** START Data for processing **

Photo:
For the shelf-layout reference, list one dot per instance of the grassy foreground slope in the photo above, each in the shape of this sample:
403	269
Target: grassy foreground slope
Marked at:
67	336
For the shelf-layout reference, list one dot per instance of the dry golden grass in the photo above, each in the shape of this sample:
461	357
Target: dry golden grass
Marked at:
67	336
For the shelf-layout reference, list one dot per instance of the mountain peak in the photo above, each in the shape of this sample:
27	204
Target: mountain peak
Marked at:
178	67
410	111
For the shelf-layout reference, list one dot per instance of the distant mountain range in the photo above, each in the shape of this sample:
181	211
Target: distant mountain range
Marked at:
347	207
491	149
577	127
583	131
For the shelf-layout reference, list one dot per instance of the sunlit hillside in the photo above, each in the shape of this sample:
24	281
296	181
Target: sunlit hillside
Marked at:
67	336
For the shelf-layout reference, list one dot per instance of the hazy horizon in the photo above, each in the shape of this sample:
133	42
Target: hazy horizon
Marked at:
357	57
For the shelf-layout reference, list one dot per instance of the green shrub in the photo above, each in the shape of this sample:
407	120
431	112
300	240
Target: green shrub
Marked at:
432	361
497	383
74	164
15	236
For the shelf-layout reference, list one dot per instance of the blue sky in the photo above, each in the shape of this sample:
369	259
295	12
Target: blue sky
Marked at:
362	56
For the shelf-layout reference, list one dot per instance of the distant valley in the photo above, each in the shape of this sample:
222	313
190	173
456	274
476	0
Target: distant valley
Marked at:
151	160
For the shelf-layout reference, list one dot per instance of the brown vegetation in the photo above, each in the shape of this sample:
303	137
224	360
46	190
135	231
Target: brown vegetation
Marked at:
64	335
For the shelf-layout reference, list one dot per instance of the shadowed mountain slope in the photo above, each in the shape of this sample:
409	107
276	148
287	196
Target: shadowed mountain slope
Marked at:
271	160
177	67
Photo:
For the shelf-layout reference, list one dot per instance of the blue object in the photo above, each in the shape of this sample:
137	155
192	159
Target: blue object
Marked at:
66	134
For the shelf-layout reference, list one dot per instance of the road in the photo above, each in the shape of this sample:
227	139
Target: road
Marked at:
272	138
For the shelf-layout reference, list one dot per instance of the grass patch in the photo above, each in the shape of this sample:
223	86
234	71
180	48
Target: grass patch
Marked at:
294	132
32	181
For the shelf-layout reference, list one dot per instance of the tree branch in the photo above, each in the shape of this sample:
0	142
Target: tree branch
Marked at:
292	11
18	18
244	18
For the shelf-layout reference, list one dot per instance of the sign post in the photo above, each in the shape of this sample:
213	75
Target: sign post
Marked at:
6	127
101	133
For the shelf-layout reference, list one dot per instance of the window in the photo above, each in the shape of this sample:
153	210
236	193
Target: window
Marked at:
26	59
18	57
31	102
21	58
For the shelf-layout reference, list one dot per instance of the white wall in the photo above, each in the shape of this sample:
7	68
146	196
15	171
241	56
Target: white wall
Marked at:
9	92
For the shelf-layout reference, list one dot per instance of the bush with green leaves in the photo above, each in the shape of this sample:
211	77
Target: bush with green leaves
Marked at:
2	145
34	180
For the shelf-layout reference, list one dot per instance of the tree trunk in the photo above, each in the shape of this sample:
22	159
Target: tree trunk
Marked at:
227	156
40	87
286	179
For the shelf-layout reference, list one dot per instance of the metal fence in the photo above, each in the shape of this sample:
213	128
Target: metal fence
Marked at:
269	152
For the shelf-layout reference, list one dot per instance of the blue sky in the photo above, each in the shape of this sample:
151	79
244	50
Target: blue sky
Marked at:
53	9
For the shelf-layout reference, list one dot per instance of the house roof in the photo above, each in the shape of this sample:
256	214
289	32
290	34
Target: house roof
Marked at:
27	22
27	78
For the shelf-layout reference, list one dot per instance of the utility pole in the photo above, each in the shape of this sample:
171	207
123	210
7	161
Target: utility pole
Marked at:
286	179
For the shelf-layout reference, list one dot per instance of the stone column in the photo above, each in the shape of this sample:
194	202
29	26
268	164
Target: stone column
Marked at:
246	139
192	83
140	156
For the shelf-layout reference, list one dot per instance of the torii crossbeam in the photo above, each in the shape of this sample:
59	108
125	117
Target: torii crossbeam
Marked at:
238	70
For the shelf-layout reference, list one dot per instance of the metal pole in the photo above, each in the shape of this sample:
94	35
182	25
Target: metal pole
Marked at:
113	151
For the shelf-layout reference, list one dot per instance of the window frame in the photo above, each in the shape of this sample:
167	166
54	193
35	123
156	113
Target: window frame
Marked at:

** END Data for processing **

## Your goal
Put every line of the items above into a JSON list of strings, one string per line, and leave out any blank lines.

## Answer below
[
  "Photo:",
  "For the shelf-layout reference, list one dot per instance of the grassy foreground slope in the photo above, each in the shape of this sample:",
  "403\t269",
  "Target: grassy foreground slope",
  "Marked at:",
  "67\t336",
  "For the shelf-layout reference, list one dot per instance of the dry golden grass in the photo above, each in the shape of this sample:",
  "461\t357",
  "Target: dry golden grass",
  "Marked at:",
  "67\t336",
  "For the shelf-layout reference, list one dot per instance of the mountain peak in the photo above, each in the shape of this sample:",
  "27\t204",
  "Target: mountain peak",
  "Marked at:",
  "178\t67",
  "410\t111",
  "For the shelf-layout reference, list one dot per instance of the distant mountain range in the photo above, each in the shape of this sample:",
  "181\t211",
  "Target: distant mountain range",
  "Marked at:",
  "347\t207",
  "491\t149",
  "577\t127",
  "583\t131",
  "For the shelf-layout reference, list one dot per instance of the sunlit hillside in the photo above, each in the shape of this sample:",
  "24\t281",
  "296\t181",
  "Target: sunlit hillside",
  "Marked at:",
  "67\t336",
  "For the shelf-layout reference, list one dot per instance of the hazy horizon in the photo above, each in the shape of this sample:",
  "133\t42",
  "Target: hazy horizon",
  "Marked at:",
  "357\t57",
  "For the shelf-layout reference, list one dot per instance of the green shrub in the photo above, each in the shape of this sample:",
  "407\t120",
  "431\t112",
  "300\t240",
  "Target: green shrub",
  "Marked at:",
  "432\t361",
  "497\t383",
  "74\t164",
  "15\t236",
  "For the shelf-layout reference, list one dot per instance of the blue sky in the photo above, each in the shape of this sample:",
  "369\t259",
  "295\t12",
  "Target: blue sky",
  "Marked at:",
  "362\t56",
  "For the shelf-layout reference, list one dot per instance of the distant valley in the photo above, each in the shape of this sample:",
  "222\t313",
  "190\t173",
  "456\t274",
  "476\t0",
  "Target: distant valley",
  "Marked at:",
  "151\t160",
  "For the shelf-layout reference, list one dot per instance of the brown vegetation in the photo above, each in the shape of this sample:",
  "303\t137",
  "224\t360",
  "46\t190",
  "135\t231",
  "Target: brown vegetation",
  "Marked at:",
  "64\t335",
  "For the shelf-layout reference, list one dot per instance of the shadowed mountain slope in the photo above, each in the shape of this sample:",
  "409\t107",
  "276\t148",
  "287\t196",
  "Target: shadowed mountain slope",
  "Marked at:",
  "271\t160",
  "177\t67",
  "Photo:",
  "For the shelf-layout reference, list one dot per instance of the blue object in the photo above, each in the shape of this sample:",
  "137\t155",
  "192\t159",
  "Target: blue object",
  "Marked at:",
  "66\t134",
  "For the shelf-layout reference, list one dot per instance of the road in the photo above, each in the shape of this sample:",
  "227\t139",
  "Target: road",
  "Marked at:",
  "272\t138",
  "For the shelf-layout reference, list one dot per instance of the grass patch in the photo above, each in the shape of this sample:",
  "223\t86",
  "234\t71",
  "180\t48",
  "Target: grass patch",
  "Marked at:",
  "294\t132",
  "32\t181",
  "For the shelf-layout reference, list one dot per instance of the tree branch in the photo above, each in the shape of this sample:",
  "0\t142",
  "Target: tree branch",
  "Marked at:",
  "292\t11",
  "18\t18",
  "244\t18",
  "For the shelf-layout reference, list one dot per instance of the sign post in the photo above, each in the shape of this sample:",
  "213\t75",
  "Target: sign post",
  "Marked at:",
  "6\t127",
  "101\t133",
  "For the shelf-layout reference, list one dot per instance of the window in the photo above, each in the shape of this sample:",
  "153\t210",
  "236\t193",
  "Target: window",
  "Marked at:",
  "26\t59",
  "18\t57",
  "31\t102",
  "21\t58",
  "For the shelf-layout reference, list one dot per instance of the white wall in the photo above, each in the shape of this sample:",
  "7\t68",
  "146\t196",
  "15\t171",
  "241\t56",
  "Target: white wall",
  "Marked at:",
  "9\t92",
  "For the shelf-layout reference, list one dot per instance of the bush with green leaves in the photo above, each in the shape of this sample:",
  "211\t77",
  "Target: bush with green leaves",
  "Marked at:",
  "2\t145",
  "34\t180",
  "For the shelf-layout reference, list one dot per instance of the tree trunk in the photo above, each in the shape of this sample:",
  "22\t159",
  "Target: tree trunk",
  "Marked at:",
  "227\t156",
  "40\t87",
  "286\t179",
  "For the shelf-layout reference, list one dot per instance of the metal fence in the photo above, each in the shape of this sample:",
  "213\t128",
  "Target: metal fence",
  "Marked at:",
  "269\t152",
  "For the shelf-layout reference, list one dot per instance of the blue sky in the photo above, each in the shape of this sample:",
  "151\t79",
  "244\t50",
  "Target: blue sky",
  "Marked at:",
  "53\t9",
  "For the shelf-layout reference, list one dot per instance of the house roof in the photo above, each in the shape of this sample:",
  "256\t214",
  "289\t32",
  "290\t34",
  "Target: house roof",
  "Marked at:",
  "27\t22",
  "27\t78",
  "For the shelf-layout reference, list one dot per instance of the utility pole in the photo above, each in the shape of this sample:",
  "171\t207",
  "123\t210",
  "7\t161",
  "Target: utility pole",
  "Marked at:",
  "286\t179",
  "For the shelf-layout reference, list one dot per instance of the stone column in the photo above, each in the shape of this sample:",
  "194\t202",
  "29\t26",
  "268\t164",
  "Target: stone column",
  "Marked at:",
  "246\t139",
  "192\t83",
  "140\t156",
  "For the shelf-layout reference, list one dot per instance of the torii crossbeam in the photo above, each in the shape of this sample:",
  "59\t108",
  "125\t117",
  "Target: torii crossbeam",
  "Marked at:",
  "238\t70",
  "For the shelf-layout reference, list one dot per instance of the metal pole in the photo above, each in the shape of this sample:",
  "94\t35",
  "182\t25",
  "Target: metal pole",
  "Marked at:",
  "113\t151",
  "For the shelf-layout reference, list one dot per instance of the window frame in the photo above, each in the shape of this sample:",
  "167\t166",
  "54\t193",
  "35\t123",
  "156\t113",
  "Target: window frame",
  "Marked at:"
]